Task objective
Produce an exact copy of all the records.
◆ ◆ ◆
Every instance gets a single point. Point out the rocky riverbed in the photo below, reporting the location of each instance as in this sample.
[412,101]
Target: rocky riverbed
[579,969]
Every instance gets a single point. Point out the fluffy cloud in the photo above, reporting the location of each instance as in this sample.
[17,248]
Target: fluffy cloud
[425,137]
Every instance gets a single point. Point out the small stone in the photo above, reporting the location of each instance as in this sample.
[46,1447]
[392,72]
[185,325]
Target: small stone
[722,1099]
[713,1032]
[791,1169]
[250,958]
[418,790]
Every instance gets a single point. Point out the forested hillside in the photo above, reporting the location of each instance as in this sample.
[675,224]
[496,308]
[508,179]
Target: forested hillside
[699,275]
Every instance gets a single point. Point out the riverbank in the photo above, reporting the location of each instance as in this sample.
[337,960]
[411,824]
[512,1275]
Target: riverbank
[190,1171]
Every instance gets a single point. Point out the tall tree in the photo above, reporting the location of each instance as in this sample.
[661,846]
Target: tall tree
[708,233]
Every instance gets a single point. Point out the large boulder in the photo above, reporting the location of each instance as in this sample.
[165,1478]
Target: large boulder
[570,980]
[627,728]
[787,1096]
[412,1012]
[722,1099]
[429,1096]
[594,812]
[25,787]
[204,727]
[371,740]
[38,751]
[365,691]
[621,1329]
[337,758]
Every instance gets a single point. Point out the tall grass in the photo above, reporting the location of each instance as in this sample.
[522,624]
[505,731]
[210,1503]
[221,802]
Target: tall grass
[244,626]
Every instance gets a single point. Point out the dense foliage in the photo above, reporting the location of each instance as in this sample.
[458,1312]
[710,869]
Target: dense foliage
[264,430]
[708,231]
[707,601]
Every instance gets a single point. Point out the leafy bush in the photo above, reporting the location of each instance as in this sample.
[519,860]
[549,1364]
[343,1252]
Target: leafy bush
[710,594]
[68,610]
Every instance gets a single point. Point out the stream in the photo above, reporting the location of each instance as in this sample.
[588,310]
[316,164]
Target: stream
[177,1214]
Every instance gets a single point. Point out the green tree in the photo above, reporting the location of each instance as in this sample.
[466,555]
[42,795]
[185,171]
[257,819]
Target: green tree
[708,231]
◆ ◆ ◆
Exercise response
Every instance gets a single point. Point out the rocky riverbed in the photo below, reporting the location of each instance as in this sample.
[412,101]
Target: rocky riverbed
[579,969]
Every instance gets a single point. Point out the fluffy cloud in the photo above, reporting the location of each instance as in this sample.
[17,248]
Target: fluffy cloud
[425,137]
Every instance gets a single point. Point out the small stone in the photo above, reporting the location of each instance as in this sample.
[46,1447]
[392,72]
[185,325]
Target: small stone
[722,1099]
[713,1032]
[791,1169]
[250,958]
[418,790]
Every instance gets a single point. Point out the forested hillside in the photo above, reporting the location of each instance as in this sample.
[675,224]
[496,308]
[508,179]
Target: forested hillside
[699,275]
Every instance gets a single point. Point out the riverbank in the photo above, reporting the location of each instance as in this sample.
[337,960]
[411,824]
[512,1275]
Target: riverbank
[190,1171]
Every instance gets a single point. Point out the tall tree in the photo above, reporting the location of each instance as in this sample.
[661,846]
Target: tall tree
[708,233]
Every instance gets a single point. Point out the large boulder in the photo above, reporting the location of each instance as in this sample.
[165,1478]
Target: large boulder
[570,980]
[627,728]
[787,1096]
[412,1012]
[722,1099]
[429,1096]
[594,812]
[25,787]
[204,727]
[371,740]
[38,751]
[365,691]
[621,1329]
[337,758]
Every instance gets a single point. Point out the tall grass in the photo above, reporting the location of each instance as in this sample.
[522,624]
[505,731]
[210,1503]
[221,802]
Target: tall grass
[244,626]
Every instance gets a single point. Point out the dense foliage in the photo above, reporting the location of each instance as in this sample.
[458,1312]
[710,869]
Target: dense foliage
[264,430]
[708,231]
[707,601]
Every instance gets a single point. Point out the leafy bush in the photo above, reporting the location of each instance as in this sample.
[519,860]
[549,1364]
[343,1252]
Target: leafy bush
[710,594]
[68,610]
Every instance gets a single point. Point out the stream in the photo above, reporting the location of each instance as in this sample.
[588,310]
[316,164]
Target: stream
[177,1214]
Every instance gets a single point. Point out the green tree in the photo above, reporting the location of each instance as in this sample.
[466,555]
[42,795]
[185,171]
[257,819]
Target: green tree
[708,231]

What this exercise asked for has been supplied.